Task brief
Quote each of the records below word for word, leaving out the pictures.

== Entries shown ==

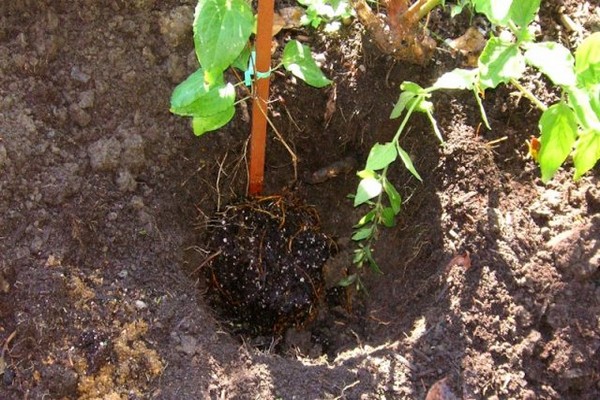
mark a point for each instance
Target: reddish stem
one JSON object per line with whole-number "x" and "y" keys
{"x": 259, "y": 104}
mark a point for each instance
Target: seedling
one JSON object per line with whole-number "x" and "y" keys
{"x": 222, "y": 30}
{"x": 569, "y": 127}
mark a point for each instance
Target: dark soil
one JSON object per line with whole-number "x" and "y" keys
{"x": 491, "y": 279}
{"x": 265, "y": 268}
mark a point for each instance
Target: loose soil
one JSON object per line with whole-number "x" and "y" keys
{"x": 491, "y": 285}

===

Solution to the problem
mark a point for each instance
Target: reddish stem
one JSON object per line with whole-number "x" and "y" keys
{"x": 259, "y": 104}
mark a point for each instance
Target: seedling
one JSON object per line with whole-number "x" and "y" keys
{"x": 222, "y": 30}
{"x": 569, "y": 127}
mark a point for each instance
Target: dark soil
one JSON object per line with whole-number "x" and "y" keys
{"x": 491, "y": 279}
{"x": 265, "y": 268}
mark a point for each instance
Target: loose soil
one JSON object per line with whole-number "x" and "y" keys
{"x": 491, "y": 285}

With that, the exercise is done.